__TASK TO CARRY OUT__. Only the lines from the beginning of the data below through the line that contains "positive clicks: (385, 348) (164, 328)" should be repeated, exactly as written.

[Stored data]
__________________________________________________
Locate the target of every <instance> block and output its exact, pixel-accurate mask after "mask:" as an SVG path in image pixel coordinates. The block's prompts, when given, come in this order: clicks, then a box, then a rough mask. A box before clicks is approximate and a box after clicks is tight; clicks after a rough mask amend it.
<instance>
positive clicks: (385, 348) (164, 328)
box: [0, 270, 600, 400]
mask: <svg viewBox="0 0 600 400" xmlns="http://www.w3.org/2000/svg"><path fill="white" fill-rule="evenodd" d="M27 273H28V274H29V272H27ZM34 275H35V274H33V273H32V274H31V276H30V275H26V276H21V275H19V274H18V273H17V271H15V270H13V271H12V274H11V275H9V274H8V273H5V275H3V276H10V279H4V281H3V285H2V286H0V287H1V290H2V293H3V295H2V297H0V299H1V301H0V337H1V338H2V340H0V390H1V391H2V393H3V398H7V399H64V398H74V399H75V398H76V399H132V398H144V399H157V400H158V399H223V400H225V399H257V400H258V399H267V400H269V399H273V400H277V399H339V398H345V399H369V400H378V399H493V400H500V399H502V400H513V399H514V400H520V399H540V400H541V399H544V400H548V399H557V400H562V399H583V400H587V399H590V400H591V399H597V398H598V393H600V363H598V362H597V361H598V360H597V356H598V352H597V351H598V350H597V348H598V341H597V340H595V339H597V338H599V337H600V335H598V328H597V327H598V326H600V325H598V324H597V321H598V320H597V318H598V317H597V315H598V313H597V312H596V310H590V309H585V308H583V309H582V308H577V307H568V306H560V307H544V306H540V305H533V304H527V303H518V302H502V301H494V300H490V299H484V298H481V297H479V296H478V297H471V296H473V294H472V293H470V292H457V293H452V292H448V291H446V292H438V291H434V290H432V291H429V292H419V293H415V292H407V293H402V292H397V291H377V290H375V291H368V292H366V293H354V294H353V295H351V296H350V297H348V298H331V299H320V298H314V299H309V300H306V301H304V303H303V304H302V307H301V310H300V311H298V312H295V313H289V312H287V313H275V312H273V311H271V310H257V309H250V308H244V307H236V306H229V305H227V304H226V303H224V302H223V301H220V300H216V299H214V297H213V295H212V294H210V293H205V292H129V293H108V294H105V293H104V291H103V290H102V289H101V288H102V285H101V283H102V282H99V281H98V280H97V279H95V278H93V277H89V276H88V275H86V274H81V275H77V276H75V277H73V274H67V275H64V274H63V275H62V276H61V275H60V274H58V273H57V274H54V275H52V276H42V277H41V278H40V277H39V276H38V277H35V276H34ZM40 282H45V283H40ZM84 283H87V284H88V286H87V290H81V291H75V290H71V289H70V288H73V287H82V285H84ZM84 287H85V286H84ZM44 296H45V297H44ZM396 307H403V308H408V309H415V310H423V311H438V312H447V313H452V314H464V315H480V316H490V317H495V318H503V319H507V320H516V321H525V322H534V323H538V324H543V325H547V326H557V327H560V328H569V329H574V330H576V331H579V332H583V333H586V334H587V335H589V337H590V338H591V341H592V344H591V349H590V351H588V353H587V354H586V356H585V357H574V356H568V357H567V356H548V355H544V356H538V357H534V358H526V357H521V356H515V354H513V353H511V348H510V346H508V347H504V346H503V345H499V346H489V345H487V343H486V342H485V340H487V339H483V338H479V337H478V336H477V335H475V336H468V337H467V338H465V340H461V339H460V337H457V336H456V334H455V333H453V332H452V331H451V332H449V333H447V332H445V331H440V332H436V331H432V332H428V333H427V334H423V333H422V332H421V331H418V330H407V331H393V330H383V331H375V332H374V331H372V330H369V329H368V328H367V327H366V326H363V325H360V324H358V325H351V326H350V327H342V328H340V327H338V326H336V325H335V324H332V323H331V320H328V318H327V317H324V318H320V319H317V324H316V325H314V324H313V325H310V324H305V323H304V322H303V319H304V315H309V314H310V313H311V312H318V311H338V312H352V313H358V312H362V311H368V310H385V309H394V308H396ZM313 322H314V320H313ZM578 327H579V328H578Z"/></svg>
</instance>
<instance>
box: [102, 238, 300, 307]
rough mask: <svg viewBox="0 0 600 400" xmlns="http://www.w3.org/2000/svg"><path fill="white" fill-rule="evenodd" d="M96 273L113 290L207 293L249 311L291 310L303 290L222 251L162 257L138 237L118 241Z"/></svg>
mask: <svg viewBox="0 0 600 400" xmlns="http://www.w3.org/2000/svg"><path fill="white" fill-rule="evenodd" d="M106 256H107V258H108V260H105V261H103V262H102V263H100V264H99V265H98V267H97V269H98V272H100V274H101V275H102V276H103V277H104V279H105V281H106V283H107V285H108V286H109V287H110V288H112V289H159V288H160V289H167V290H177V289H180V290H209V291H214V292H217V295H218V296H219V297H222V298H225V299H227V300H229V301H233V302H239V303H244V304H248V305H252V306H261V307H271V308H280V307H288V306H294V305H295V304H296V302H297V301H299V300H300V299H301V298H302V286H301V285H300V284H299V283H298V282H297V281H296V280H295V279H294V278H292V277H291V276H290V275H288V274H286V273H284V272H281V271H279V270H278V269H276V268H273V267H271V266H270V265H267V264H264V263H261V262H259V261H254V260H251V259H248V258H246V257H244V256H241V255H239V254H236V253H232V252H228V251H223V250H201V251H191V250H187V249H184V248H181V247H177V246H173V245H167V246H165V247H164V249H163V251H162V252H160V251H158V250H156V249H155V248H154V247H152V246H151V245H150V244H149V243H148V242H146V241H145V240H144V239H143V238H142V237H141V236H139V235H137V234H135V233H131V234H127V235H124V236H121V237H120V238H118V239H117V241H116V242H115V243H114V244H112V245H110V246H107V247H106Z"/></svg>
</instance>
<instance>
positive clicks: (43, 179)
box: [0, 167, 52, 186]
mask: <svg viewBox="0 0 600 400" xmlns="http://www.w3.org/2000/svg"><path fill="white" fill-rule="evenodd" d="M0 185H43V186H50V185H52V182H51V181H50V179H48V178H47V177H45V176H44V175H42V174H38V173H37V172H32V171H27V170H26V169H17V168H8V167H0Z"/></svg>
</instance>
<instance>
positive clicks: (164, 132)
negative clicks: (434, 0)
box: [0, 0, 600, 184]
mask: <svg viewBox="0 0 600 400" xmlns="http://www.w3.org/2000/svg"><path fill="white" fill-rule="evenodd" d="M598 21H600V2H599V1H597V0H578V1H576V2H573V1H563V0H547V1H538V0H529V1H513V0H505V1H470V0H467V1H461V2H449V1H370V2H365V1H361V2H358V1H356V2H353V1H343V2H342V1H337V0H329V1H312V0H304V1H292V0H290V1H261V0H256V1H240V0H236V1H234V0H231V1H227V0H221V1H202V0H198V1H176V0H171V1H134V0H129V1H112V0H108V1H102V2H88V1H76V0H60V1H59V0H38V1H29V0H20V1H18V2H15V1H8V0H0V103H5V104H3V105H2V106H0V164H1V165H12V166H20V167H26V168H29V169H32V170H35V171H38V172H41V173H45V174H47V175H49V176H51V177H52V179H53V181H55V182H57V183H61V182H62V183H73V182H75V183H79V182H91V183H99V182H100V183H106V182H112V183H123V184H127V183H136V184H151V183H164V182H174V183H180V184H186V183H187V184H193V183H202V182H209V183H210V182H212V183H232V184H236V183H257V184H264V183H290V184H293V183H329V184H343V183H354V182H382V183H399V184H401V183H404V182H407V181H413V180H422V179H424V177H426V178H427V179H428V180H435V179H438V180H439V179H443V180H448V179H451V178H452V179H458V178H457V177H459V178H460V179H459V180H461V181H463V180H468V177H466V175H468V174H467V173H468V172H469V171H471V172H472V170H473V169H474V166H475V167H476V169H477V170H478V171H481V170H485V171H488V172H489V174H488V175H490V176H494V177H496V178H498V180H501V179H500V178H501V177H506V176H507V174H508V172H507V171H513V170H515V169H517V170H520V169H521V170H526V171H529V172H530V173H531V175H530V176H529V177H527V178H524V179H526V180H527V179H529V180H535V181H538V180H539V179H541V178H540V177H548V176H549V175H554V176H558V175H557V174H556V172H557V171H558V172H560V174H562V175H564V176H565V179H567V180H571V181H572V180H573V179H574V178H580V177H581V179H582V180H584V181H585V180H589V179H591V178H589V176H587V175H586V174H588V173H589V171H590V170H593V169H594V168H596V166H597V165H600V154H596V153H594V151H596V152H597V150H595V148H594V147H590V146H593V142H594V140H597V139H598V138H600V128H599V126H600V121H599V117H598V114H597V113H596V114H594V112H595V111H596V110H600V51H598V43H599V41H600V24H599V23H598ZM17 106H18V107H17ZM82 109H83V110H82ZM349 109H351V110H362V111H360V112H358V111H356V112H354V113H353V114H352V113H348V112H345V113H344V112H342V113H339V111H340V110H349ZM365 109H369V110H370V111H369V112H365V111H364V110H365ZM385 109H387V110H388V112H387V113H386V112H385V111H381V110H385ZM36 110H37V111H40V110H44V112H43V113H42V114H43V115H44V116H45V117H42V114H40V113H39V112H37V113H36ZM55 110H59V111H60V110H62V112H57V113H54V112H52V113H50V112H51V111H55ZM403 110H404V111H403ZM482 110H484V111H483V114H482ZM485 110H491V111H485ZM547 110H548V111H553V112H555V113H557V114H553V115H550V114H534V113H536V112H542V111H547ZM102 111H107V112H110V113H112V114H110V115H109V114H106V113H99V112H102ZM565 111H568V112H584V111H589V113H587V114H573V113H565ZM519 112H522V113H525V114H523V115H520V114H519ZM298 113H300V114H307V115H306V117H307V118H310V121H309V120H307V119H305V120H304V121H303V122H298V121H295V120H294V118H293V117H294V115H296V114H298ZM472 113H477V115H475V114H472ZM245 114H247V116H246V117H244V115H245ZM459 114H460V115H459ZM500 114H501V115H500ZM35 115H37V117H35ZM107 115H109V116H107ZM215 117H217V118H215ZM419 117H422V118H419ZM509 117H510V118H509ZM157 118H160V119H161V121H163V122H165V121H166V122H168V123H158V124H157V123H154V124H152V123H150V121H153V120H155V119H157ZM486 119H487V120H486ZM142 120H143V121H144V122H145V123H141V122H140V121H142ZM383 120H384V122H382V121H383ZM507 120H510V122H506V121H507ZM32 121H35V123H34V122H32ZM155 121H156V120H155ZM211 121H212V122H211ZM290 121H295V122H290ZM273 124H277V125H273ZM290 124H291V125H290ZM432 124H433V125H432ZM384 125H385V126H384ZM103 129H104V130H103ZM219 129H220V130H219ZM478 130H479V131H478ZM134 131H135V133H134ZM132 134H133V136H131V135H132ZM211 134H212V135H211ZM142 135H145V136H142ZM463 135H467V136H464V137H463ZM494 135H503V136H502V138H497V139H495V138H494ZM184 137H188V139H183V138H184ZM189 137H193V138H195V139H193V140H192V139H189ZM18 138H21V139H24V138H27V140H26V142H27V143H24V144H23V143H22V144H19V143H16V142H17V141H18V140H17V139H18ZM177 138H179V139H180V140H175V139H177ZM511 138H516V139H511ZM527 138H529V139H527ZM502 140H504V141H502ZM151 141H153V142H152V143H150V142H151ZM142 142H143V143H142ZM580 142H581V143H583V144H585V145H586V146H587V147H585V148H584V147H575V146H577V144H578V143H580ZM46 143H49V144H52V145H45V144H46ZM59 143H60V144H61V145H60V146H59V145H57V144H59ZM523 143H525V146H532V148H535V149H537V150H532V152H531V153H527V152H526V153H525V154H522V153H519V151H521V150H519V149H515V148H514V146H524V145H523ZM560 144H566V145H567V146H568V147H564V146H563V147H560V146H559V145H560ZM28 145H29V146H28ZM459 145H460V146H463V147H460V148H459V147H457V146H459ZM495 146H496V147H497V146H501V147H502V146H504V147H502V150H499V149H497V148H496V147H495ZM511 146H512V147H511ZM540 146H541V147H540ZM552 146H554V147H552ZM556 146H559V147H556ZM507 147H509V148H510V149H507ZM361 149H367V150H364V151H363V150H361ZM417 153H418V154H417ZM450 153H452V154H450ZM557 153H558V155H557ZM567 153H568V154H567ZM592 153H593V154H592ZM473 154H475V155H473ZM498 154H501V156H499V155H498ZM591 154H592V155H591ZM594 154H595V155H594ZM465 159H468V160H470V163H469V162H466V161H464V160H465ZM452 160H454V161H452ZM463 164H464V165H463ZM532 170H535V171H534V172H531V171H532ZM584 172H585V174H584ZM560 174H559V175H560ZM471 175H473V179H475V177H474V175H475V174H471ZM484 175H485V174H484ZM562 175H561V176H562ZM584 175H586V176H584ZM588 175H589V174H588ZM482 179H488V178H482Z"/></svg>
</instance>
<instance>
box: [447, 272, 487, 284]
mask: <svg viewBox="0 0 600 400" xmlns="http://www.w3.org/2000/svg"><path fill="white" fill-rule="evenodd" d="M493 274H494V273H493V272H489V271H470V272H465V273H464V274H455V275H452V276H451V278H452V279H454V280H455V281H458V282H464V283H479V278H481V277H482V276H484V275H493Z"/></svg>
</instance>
__________________________________________________
__TASK RESULT__.
Locate the target of every <instance> block and output its exact, pixel-accurate mask after "mask:" as an SVG path in image pixel coordinates. The block's prompts, when given, come in this order: clicks, then a box, then a rough mask. A box before clicks is approximate and a box after clicks is tight; clicks after a rough mask amend it.
<instance>
positive clicks: (385, 348) (164, 328)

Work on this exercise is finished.